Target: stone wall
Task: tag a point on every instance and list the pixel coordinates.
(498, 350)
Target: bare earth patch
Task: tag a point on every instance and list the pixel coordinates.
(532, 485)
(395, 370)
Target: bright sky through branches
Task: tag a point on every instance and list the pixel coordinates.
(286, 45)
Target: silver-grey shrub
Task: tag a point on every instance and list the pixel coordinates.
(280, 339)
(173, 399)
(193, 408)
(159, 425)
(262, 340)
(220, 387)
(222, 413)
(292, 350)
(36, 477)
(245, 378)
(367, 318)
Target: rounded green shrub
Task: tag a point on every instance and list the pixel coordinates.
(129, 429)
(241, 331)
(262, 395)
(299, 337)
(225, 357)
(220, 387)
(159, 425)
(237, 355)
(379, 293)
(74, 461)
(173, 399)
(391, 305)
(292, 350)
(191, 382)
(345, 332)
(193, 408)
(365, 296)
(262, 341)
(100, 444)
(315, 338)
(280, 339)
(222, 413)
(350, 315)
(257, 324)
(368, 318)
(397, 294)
* * * * * * *
__SET EXERCISE__:
Write out all the lines above again, requests included, scaling every pixel coordinate in the answers by 1.1 and rounding each result to a whole number, with halves rounded up.

__WRITTEN REPLY__:
Target: stone wall
Task: tag a point on every instance and list the pixel coordinates.
(548, 385)
Target: bare earth patch
Task: tag a point on every instance and list the pixel coordinates.
(585, 534)
(435, 407)
Target: bright sky through branches
Task: tag a point on every instance and list the pixel coordinates.
(315, 50)
Target: silver-grey shrub
Task: tag a point on every instance and list the pixel coordinates.
(308, 373)
(190, 439)
(212, 449)
(175, 468)
(288, 374)
(242, 426)
(244, 454)
(321, 385)
(40, 525)
(270, 416)
(404, 350)
Target: rounded green shrub
Task: tag a point on every instance and list the pixel coordinates.
(142, 472)
(265, 364)
(288, 435)
(329, 371)
(248, 393)
(242, 426)
(175, 468)
(261, 391)
(417, 322)
(81, 507)
(190, 439)
(430, 336)
(321, 385)
(210, 420)
(380, 365)
(212, 449)
(402, 326)
(288, 375)
(110, 488)
(347, 372)
(308, 373)
(244, 454)
(385, 347)
(283, 356)
(405, 350)
(437, 323)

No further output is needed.